SET TASK
Starting at the line that contains "Each instance of the tree", transcribe every remaining line of the entries exactly, including the last one.

STORED ROWS

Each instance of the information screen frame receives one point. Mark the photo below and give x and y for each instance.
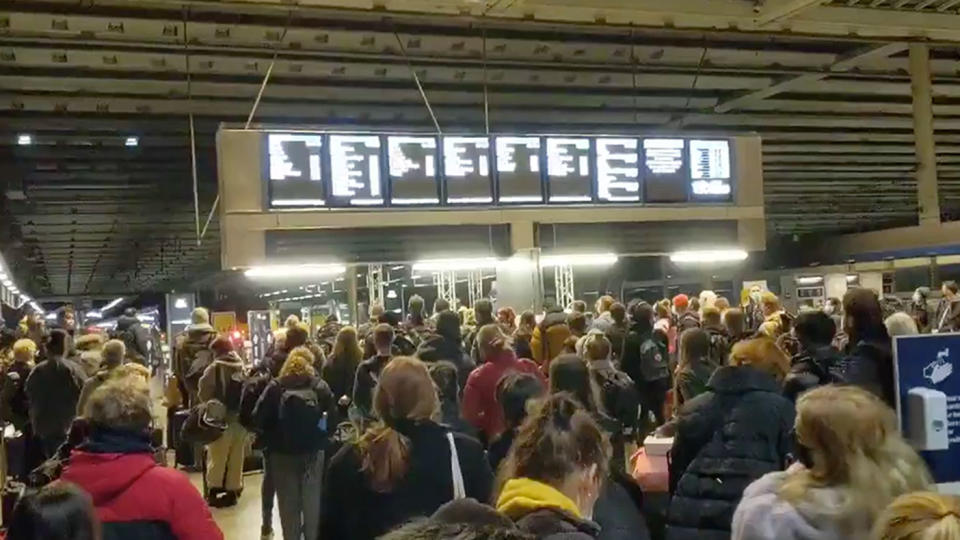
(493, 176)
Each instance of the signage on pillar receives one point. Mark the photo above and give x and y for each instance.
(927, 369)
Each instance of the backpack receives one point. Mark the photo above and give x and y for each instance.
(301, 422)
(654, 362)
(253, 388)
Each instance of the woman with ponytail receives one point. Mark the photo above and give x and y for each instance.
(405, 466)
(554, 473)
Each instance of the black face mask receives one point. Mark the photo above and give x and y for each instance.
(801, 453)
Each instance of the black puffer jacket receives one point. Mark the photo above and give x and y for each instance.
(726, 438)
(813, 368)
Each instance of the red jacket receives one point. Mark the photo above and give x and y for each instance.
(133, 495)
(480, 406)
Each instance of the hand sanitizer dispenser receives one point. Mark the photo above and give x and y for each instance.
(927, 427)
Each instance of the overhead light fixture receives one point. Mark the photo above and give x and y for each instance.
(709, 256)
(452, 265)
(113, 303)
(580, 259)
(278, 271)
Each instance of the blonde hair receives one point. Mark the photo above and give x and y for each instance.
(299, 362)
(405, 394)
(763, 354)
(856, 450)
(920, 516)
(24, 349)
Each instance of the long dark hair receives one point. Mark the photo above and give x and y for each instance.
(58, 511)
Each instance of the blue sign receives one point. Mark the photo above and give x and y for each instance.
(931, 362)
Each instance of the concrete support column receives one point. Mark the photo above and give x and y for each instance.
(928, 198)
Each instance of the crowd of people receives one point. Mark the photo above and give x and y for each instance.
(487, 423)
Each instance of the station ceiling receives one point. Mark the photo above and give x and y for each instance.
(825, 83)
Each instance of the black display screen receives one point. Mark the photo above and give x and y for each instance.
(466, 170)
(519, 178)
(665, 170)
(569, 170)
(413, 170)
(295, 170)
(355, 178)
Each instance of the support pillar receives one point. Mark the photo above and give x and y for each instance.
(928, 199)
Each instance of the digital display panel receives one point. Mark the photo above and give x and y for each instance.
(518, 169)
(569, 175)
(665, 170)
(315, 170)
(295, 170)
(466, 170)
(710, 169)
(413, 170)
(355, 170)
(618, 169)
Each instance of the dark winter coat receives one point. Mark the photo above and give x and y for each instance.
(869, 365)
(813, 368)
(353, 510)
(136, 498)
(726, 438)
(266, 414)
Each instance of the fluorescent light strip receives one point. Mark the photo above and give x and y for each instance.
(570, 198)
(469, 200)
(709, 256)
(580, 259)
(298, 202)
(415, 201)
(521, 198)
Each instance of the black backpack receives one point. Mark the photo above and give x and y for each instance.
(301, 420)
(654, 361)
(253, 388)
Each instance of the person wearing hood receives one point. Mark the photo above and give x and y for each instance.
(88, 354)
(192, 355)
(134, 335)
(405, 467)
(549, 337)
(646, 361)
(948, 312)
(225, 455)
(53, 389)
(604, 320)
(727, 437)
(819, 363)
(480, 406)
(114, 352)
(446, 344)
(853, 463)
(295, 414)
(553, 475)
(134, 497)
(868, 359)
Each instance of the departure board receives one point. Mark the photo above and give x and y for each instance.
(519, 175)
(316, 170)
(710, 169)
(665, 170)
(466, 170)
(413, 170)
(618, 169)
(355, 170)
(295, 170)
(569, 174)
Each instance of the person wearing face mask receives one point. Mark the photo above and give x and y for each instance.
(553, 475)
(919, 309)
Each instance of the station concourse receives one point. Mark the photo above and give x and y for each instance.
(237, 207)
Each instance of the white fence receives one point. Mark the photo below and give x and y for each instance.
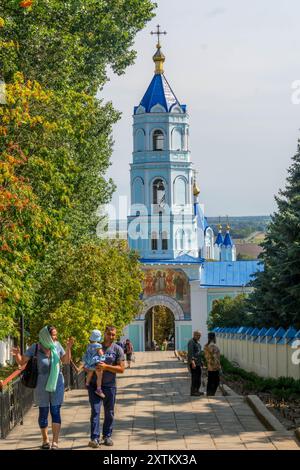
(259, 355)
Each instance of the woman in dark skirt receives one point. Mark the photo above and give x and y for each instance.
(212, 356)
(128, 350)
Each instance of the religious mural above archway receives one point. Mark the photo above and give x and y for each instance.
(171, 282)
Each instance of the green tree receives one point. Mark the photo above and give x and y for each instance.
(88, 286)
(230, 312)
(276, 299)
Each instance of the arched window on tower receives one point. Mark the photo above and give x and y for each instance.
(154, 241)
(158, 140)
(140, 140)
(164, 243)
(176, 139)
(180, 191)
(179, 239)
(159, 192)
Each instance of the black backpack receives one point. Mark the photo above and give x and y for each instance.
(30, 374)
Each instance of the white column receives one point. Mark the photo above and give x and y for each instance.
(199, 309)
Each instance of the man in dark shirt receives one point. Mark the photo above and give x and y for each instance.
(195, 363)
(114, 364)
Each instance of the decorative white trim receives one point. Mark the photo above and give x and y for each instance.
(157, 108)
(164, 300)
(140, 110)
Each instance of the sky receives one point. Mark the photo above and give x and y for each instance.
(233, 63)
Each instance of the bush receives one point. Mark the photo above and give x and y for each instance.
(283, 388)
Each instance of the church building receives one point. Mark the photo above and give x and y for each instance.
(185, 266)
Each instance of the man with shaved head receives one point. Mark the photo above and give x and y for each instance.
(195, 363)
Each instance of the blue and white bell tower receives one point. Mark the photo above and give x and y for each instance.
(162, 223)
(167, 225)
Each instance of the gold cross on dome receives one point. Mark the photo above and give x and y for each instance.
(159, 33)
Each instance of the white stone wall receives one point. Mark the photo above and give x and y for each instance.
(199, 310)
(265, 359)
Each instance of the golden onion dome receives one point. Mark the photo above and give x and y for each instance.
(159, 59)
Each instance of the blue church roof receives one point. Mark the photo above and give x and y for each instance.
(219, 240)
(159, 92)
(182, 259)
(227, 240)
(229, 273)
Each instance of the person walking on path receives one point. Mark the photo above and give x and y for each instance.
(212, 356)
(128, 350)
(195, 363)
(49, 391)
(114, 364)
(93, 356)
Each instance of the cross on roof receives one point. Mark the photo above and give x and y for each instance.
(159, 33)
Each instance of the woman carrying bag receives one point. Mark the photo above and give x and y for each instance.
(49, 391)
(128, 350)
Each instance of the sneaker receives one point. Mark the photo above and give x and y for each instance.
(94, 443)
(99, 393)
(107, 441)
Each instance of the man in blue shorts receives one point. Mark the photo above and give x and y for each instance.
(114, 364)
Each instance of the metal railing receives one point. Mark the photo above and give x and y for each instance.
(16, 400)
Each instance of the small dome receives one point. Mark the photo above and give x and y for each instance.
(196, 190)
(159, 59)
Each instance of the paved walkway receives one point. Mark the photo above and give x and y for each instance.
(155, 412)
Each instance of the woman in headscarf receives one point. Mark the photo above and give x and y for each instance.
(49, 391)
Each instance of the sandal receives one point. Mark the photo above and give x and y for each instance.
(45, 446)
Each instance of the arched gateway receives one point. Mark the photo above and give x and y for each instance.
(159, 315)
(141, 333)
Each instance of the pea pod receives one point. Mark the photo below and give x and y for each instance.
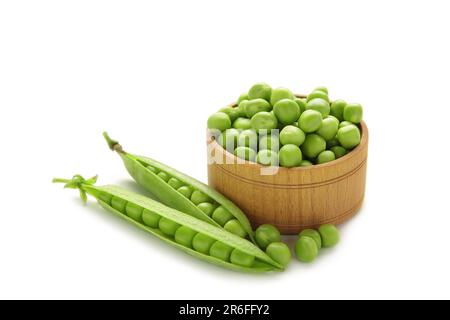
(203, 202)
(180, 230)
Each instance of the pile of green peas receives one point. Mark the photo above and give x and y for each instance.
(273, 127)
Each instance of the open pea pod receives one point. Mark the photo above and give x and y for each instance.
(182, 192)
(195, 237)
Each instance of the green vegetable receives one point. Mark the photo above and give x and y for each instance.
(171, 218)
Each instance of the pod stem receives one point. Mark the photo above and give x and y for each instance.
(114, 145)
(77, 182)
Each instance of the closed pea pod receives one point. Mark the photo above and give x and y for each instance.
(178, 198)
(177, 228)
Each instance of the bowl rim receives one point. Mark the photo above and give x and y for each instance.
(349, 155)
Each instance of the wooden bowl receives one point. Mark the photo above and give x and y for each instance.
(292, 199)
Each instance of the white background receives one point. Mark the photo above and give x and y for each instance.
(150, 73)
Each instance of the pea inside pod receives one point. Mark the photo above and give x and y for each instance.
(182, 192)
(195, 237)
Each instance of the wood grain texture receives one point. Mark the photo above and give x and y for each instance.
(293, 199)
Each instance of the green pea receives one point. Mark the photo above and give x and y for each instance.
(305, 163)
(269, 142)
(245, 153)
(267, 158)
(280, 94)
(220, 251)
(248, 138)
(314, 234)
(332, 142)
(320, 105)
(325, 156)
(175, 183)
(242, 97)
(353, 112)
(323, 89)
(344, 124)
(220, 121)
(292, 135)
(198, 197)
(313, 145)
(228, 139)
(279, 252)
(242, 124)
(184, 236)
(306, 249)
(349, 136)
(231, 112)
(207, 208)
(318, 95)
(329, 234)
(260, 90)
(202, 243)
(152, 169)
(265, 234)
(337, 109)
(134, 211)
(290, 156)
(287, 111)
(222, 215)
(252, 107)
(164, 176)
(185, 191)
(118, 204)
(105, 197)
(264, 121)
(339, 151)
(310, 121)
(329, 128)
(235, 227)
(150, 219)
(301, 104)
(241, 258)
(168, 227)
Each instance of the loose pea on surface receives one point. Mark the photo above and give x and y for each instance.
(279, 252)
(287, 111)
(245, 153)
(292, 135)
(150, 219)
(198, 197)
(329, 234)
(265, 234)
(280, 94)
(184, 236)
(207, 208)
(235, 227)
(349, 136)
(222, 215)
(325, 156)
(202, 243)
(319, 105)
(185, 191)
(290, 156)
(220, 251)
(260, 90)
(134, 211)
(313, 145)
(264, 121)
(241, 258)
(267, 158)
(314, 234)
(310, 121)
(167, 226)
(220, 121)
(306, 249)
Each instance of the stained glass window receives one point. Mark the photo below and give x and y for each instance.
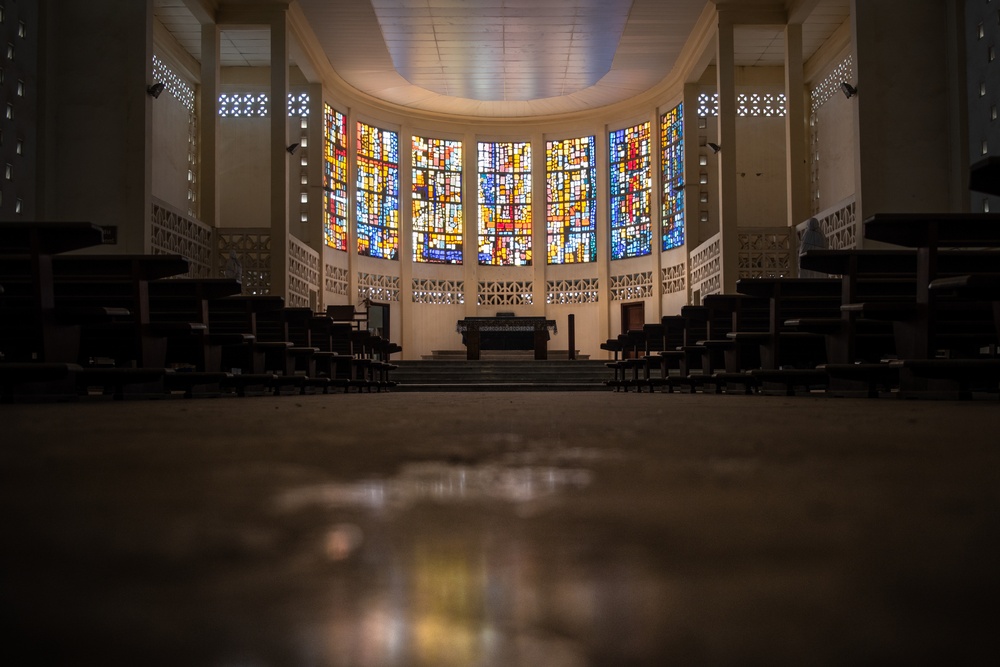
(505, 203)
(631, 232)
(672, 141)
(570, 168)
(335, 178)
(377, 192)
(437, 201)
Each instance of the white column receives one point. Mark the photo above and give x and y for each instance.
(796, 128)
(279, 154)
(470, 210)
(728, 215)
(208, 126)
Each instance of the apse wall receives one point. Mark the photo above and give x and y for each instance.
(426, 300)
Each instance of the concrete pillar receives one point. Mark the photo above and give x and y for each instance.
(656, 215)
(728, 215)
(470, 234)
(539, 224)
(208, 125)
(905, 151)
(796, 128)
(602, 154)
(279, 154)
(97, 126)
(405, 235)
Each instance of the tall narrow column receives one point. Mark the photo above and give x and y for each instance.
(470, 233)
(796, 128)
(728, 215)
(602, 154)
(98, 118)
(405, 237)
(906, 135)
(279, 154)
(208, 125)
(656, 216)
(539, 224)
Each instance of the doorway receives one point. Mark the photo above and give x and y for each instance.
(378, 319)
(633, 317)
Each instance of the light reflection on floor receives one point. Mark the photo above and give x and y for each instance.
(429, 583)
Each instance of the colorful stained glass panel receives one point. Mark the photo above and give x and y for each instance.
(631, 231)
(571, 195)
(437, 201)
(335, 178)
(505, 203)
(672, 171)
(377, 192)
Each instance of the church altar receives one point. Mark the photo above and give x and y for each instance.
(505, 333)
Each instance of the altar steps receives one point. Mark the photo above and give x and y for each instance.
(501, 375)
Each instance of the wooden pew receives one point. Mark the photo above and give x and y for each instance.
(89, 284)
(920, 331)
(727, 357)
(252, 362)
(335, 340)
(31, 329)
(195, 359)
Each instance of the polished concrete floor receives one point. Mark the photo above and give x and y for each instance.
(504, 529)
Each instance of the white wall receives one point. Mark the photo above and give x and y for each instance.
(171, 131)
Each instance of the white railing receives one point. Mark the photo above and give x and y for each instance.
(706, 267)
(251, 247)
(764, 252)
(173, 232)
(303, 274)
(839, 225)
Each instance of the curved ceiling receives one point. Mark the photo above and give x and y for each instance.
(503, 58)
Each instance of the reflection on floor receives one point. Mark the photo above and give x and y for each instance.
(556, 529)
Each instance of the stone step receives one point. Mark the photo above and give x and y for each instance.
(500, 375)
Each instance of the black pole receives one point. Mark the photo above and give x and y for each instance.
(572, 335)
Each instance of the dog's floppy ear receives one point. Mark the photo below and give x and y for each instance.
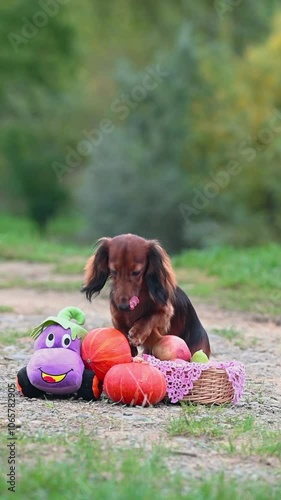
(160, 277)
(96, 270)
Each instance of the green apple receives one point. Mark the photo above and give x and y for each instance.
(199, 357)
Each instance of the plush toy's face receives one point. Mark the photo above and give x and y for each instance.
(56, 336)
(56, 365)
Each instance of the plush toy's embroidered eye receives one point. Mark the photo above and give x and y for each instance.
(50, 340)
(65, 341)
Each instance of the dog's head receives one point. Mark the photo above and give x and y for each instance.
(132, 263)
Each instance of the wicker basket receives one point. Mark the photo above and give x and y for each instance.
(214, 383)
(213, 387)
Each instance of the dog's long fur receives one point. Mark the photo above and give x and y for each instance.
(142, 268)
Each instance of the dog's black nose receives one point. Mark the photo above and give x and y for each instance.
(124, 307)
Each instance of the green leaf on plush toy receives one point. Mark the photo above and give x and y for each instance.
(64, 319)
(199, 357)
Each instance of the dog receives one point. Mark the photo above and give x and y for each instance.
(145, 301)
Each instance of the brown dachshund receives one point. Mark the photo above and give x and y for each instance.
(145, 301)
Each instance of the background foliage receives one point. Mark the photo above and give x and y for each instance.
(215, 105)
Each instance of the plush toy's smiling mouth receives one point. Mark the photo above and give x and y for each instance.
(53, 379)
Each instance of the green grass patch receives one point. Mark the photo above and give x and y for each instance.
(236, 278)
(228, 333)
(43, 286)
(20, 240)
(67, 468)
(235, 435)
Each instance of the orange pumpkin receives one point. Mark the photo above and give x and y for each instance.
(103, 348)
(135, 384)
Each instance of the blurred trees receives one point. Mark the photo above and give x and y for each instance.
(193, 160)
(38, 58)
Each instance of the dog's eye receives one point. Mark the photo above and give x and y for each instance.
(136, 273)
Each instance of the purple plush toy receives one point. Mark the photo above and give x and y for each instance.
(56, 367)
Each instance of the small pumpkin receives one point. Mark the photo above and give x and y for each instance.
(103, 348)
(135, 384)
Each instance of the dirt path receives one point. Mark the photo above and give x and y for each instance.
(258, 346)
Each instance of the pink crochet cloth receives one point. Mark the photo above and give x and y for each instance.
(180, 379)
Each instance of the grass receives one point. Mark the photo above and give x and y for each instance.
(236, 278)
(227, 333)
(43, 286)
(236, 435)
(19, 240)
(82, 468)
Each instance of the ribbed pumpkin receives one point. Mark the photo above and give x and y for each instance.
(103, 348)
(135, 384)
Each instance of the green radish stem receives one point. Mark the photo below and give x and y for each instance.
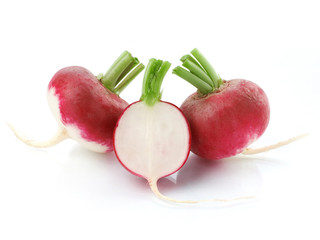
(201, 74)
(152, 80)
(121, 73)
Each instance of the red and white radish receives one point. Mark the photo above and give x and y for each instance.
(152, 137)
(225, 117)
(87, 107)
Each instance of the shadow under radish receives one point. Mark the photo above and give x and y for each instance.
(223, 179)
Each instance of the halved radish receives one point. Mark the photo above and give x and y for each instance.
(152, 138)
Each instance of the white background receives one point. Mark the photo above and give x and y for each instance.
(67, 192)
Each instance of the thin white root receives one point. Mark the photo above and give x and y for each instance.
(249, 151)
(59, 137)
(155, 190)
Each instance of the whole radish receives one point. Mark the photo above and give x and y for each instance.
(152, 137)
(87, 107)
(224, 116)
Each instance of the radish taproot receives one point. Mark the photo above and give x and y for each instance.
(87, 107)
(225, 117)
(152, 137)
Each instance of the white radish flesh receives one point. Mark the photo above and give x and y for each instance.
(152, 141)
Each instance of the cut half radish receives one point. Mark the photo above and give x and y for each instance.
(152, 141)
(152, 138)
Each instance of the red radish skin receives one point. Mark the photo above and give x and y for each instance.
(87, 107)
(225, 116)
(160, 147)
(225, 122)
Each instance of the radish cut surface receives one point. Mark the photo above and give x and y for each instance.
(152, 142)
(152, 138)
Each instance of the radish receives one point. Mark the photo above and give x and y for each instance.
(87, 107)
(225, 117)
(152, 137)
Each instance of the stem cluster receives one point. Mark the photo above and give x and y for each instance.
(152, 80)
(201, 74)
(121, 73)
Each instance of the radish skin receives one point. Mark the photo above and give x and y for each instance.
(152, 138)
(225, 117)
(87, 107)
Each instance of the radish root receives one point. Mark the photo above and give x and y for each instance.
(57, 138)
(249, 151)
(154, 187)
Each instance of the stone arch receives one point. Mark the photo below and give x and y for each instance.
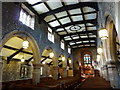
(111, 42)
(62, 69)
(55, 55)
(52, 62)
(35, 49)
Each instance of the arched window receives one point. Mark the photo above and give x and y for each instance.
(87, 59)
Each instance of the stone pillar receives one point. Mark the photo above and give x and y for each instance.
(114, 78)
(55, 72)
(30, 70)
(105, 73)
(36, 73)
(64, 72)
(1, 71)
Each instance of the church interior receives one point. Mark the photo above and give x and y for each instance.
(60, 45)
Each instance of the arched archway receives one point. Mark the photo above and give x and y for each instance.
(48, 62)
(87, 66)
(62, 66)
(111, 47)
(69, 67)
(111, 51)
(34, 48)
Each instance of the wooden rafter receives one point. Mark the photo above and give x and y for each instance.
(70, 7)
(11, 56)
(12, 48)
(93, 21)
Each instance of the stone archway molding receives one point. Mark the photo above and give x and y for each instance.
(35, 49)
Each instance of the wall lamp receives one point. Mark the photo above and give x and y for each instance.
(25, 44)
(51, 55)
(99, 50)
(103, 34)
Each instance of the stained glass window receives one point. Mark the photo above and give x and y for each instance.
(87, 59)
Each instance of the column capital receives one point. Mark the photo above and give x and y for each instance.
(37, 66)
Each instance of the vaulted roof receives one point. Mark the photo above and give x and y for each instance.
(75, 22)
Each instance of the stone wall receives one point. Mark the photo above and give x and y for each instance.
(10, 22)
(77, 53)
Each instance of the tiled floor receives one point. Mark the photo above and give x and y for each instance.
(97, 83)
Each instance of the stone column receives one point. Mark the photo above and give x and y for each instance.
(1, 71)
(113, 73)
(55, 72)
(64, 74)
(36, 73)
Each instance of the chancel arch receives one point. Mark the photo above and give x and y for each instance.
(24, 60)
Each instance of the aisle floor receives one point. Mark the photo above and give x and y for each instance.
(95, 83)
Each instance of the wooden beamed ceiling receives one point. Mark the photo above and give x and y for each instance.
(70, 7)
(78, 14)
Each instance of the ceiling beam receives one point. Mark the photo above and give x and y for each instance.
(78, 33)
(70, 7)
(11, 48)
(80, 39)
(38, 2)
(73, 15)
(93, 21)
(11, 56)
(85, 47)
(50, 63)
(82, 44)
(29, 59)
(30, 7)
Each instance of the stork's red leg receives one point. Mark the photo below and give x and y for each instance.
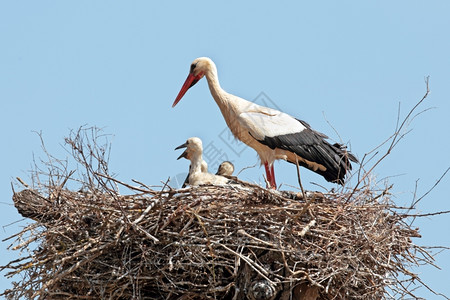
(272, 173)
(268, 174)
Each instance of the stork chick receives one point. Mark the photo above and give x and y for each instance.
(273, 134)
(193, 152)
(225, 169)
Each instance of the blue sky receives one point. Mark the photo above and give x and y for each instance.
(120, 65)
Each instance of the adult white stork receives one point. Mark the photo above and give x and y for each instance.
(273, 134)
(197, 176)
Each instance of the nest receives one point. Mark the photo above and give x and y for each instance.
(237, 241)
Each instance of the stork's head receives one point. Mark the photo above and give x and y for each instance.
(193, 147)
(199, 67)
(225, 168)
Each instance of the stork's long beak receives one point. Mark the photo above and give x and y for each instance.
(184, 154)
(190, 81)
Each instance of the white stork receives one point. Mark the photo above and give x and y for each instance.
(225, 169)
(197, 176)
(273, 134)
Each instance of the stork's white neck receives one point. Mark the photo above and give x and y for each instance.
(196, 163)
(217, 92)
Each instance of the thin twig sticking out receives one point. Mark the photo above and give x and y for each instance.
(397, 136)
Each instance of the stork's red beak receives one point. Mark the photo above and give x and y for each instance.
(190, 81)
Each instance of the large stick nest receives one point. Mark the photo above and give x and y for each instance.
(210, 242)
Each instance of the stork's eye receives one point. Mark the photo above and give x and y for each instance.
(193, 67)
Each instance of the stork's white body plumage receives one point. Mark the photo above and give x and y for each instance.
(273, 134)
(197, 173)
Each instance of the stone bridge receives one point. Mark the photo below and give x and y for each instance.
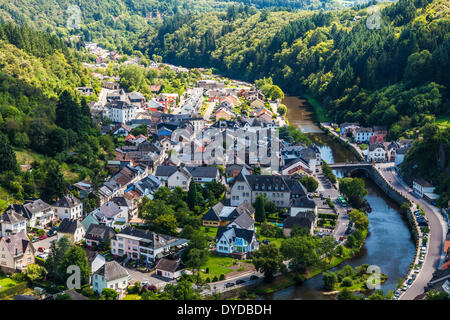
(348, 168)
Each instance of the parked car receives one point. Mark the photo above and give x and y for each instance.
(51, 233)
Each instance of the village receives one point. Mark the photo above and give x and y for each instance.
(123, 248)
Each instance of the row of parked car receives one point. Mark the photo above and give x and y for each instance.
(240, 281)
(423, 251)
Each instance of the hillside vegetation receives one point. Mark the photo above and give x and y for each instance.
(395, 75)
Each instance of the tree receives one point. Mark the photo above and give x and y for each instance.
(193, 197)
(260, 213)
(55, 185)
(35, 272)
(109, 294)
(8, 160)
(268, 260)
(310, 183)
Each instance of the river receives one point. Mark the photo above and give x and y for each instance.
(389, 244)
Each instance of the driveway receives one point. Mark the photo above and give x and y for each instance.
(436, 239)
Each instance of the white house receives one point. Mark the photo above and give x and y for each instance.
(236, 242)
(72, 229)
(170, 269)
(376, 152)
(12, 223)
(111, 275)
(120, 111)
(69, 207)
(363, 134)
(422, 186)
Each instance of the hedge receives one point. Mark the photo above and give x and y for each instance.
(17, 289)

TASK RESPONSE
Each instance of the tree receives one point. Mark the photo above and give x and y for each instance.
(193, 197)
(260, 213)
(55, 185)
(35, 272)
(109, 294)
(8, 160)
(268, 260)
(310, 183)
Each instance of the river receives one point. Mark the photo above and give x and y for each instance.
(389, 244)
Each instance of the driveway receives one point. Mark the photo above and give x and y for each instance.
(436, 239)
Each instance of the white house receives one point. Mark the photo above and give x and y for each instance.
(236, 242)
(72, 229)
(170, 269)
(376, 152)
(12, 223)
(111, 275)
(120, 111)
(69, 207)
(363, 134)
(422, 186)
Each instance of the hedge receives one point. Mark the photo above and give x and y for each instance.
(17, 289)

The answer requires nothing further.